> _Written request_
Swap "sample output" for "sample result" throughout the records below, change nothing else, and write them out again without the pictures.
***** Data rows
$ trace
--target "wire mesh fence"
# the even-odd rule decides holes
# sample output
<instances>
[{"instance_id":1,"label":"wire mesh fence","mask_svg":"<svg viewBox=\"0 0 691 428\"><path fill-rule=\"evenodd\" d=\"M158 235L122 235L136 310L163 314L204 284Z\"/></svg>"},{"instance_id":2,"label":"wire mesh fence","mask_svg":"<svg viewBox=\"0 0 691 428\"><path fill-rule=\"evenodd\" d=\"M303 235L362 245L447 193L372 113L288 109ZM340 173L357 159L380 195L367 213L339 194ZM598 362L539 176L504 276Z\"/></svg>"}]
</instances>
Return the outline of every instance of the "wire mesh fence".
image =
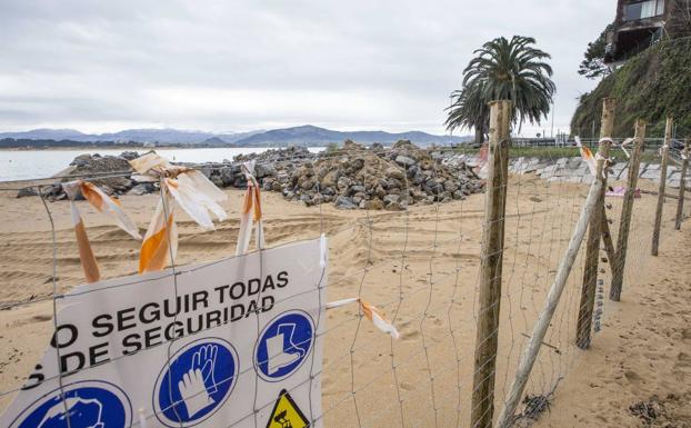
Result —
<instances>
[{"instance_id":1,"label":"wire mesh fence","mask_svg":"<svg viewBox=\"0 0 691 428\"><path fill-rule=\"evenodd\" d=\"M683 130L678 130L680 137ZM691 135L691 133L689 133ZM621 136L625 137L625 136ZM615 139L620 141L619 139ZM430 178L439 177L442 159L457 157L458 161L478 162L475 153L462 155L453 149L431 149L444 152L429 169ZM334 152L326 157L353 155ZM650 165L654 165L655 151ZM674 152L680 161L681 151ZM363 150L355 155L362 161L360 185L370 189L380 179L374 168L382 152ZM607 226L615 241L622 221L623 197L615 190L624 186L627 158L612 149L619 163L610 167L610 196L604 199ZM580 158L562 158L559 153L542 153L538 169L521 168L522 160L509 161L510 173L504 183L505 211L503 246L500 249L503 268L499 276L499 327L491 331L498 347L491 355L493 368L494 410L501 409L510 394L519 357L525 349L533 326L555 281L560 262L568 251L570 238L582 215L592 178ZM551 166L559 169L544 171ZM571 165L569 167L569 165ZM671 163L670 163L671 165ZM569 168L567 168L569 167ZM230 167L227 167L230 168ZM407 167L401 166L403 179L400 193L412 197ZM579 171L579 172L574 172ZM641 170L640 198L635 198L629 232L629 250L624 270L623 291L635 282L650 257L653 218L658 186L655 169ZM650 172L647 176L647 172ZM674 181L670 170L668 178ZM131 172L109 173L126 176ZM102 179L106 175L81 177ZM658 176L659 178L659 176ZM488 181L490 183L491 181ZM42 186L38 185L38 186ZM442 185L443 186L443 185ZM13 199L18 183L4 183L3 206L8 216L0 232L2 260L0 276L4 285L0 291L0 408L6 408L28 381L58 320L56 302L82 281L79 251L69 207L64 201L48 202L41 197ZM21 186L23 187L23 185ZM12 189L12 190L10 190ZM488 185L485 192L495 190ZM672 189L669 189L672 191ZM677 191L677 190L674 190ZM38 189L39 195L41 189ZM217 260L233 252L239 232L241 191L228 191L223 208L229 220L220 222L214 231L202 231L188 218L178 220L180 247L174 269L196 262ZM327 311L323 322L324 355L321 375L321 411L310 412L310 424L327 427L467 427L471 415L483 402L473 402L473 378L483 370L489 359L478 361L477 326L485 315L479 306L482 287L482 263L490 256L482 253L485 222L482 195L458 200L432 198L431 201L409 203L399 211L336 209L330 203L304 207L286 202L280 193L264 192L264 228L269 247L296 240L317 238L326 233L330 239L329 280L327 301L361 298L375 305L400 331L400 338L383 336L367 320L357 307L341 307ZM159 195L121 198L122 206L143 228L160 199ZM91 242L104 278L132 275L126 281L137 292L137 260L139 243L90 208L77 202L84 213ZM678 200L667 198L661 238L673 232L673 217ZM689 203L682 216L689 216ZM601 248L600 248L601 247ZM599 265L594 271L597 289L592 313L593 339L608 327L611 300L610 259L599 242ZM560 406L558 387L568 381L568 375L582 349L577 345L577 326L581 319L583 277L589 272L585 245L581 246L568 276L567 285L551 319L547 335L528 378L521 405L511 418L514 426L530 426L541 417L549 418L551 404ZM170 276L174 287L176 275ZM214 328L224 328L223 325ZM171 339L172 340L172 339ZM166 345L166 340L162 342ZM127 357L123 357L127 358ZM69 379L69 376L67 376ZM269 406L264 397L254 397L254 417ZM134 404L139 407L139 404ZM132 426L156 426L156 410L144 408L143 418ZM490 424L481 426L491 426ZM229 425L232 426L232 425Z\"/></svg>"}]
</instances>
**********
> _Correct result_
$ trace
--target "wire mesh fence"
# the even-odd rule decides holes
# sample result
<instances>
[{"instance_id":1,"label":"wire mesh fence","mask_svg":"<svg viewBox=\"0 0 691 428\"><path fill-rule=\"evenodd\" d=\"M158 235L122 235L136 310L163 314L204 284Z\"/></svg>"},{"instance_id":2,"label":"wire mesh fence","mask_svg":"<svg viewBox=\"0 0 691 428\"><path fill-rule=\"evenodd\" d=\"M303 235L362 245L447 193L372 113L288 109ZM340 173L357 159L380 195L367 213L339 194ZM598 362L539 176L504 276Z\"/></svg>"}]
</instances>
Return the outline of every instance of the "wire mesh fence".
image =
Result —
<instances>
[{"instance_id":1,"label":"wire mesh fence","mask_svg":"<svg viewBox=\"0 0 691 428\"><path fill-rule=\"evenodd\" d=\"M683 130L678 130L680 137ZM691 135L691 133L689 133ZM621 136L625 137L625 136ZM615 139L620 141L619 139ZM430 178L439 177L442 159L457 157L458 161L478 162L475 153L462 155L453 149L431 149L444 152L429 169ZM334 152L326 157L353 155ZM650 165L654 165L655 151ZM674 152L680 161L681 151ZM363 150L355 155L362 161L360 185L370 189L380 179L374 168L382 152ZM607 226L615 241L622 221L623 197L615 190L624 186L627 158L612 149L619 163L610 167L610 196L604 199ZM580 158L562 158L559 153L542 153L538 169L521 168L522 160L509 161L510 173L504 183L505 211L503 246L500 249L503 268L499 276L499 327L491 331L498 347L491 355L493 368L494 410L501 409L510 394L519 357L525 349L533 326L555 281L560 262L568 251L570 238L582 215L592 178ZM551 166L559 169L544 171ZM571 165L569 167L569 165ZM671 163L670 163L671 165ZM569 168L567 168L569 167ZM230 167L227 167L230 168ZM407 167L401 166L403 179L400 193L412 197ZM579 171L579 172L574 172ZM641 170L640 198L635 198L629 232L629 250L624 270L623 291L635 282L650 257L653 218L658 186L655 169ZM650 172L647 176L647 172ZM674 181L670 170L668 178ZM131 172L109 173L126 176ZM102 179L106 175L81 177ZM658 176L659 178L659 176ZM488 181L490 183L491 181ZM42 186L38 185L38 186ZM442 185L443 186L443 185ZM13 199L18 183L4 183L3 206L8 216L0 232L2 260L0 276L4 285L0 291L0 408L6 408L28 381L58 320L56 302L82 281L79 251L69 207L64 201L48 202L41 197ZM21 186L23 187L23 185ZM12 189L12 190L10 190ZM488 185L485 192L495 190ZM672 189L669 189L672 191ZM677 191L677 190L674 190ZM38 189L39 195L41 189ZM217 260L233 252L239 232L241 191L228 191L223 208L229 220L220 222L214 231L202 231L188 218L178 220L180 247L174 269L196 262ZM327 311L323 322L324 355L321 375L321 411L310 412L310 424L327 427L467 427L471 415L483 402L473 402L473 378L483 370L489 359L478 361L477 326L485 315L479 306L482 287L482 263L490 256L482 253L485 222L482 195L458 200L432 198L431 201L409 203L399 211L336 209L330 203L304 207L286 202L280 193L264 192L264 228L269 247L296 240L317 238L326 233L330 239L329 280L327 301L361 298L375 305L400 331L400 338L383 336L367 320L357 307L341 307ZM159 195L121 198L122 206L143 228L160 199ZM91 242L104 278L132 275L126 281L137 292L137 260L139 243L90 208L77 202L84 213ZM678 200L667 198L661 238L673 232L673 217ZM689 203L682 216L689 216ZM601 248L600 248L601 247ZM599 265L594 271L597 289L592 313L593 339L608 327L611 300L610 259L599 242ZM560 406L558 387L568 381L568 375L582 349L577 345L577 326L581 319L583 277L589 272L585 245L581 246L568 276L567 285L551 319L547 335L528 378L521 405L511 418L514 426L530 426L541 417L549 418L551 404ZM170 276L174 287L176 275ZM214 328L224 328L223 325ZM171 339L172 340L172 339ZM166 345L166 340L162 342ZM127 357L123 357L127 358ZM69 379L69 376L67 376ZM269 406L264 397L254 397L254 417ZM134 404L139 407L139 404ZM132 426L156 426L156 410L144 408L143 418ZM490 424L481 426L491 426ZM229 425L232 426L232 425Z\"/></svg>"}]
</instances>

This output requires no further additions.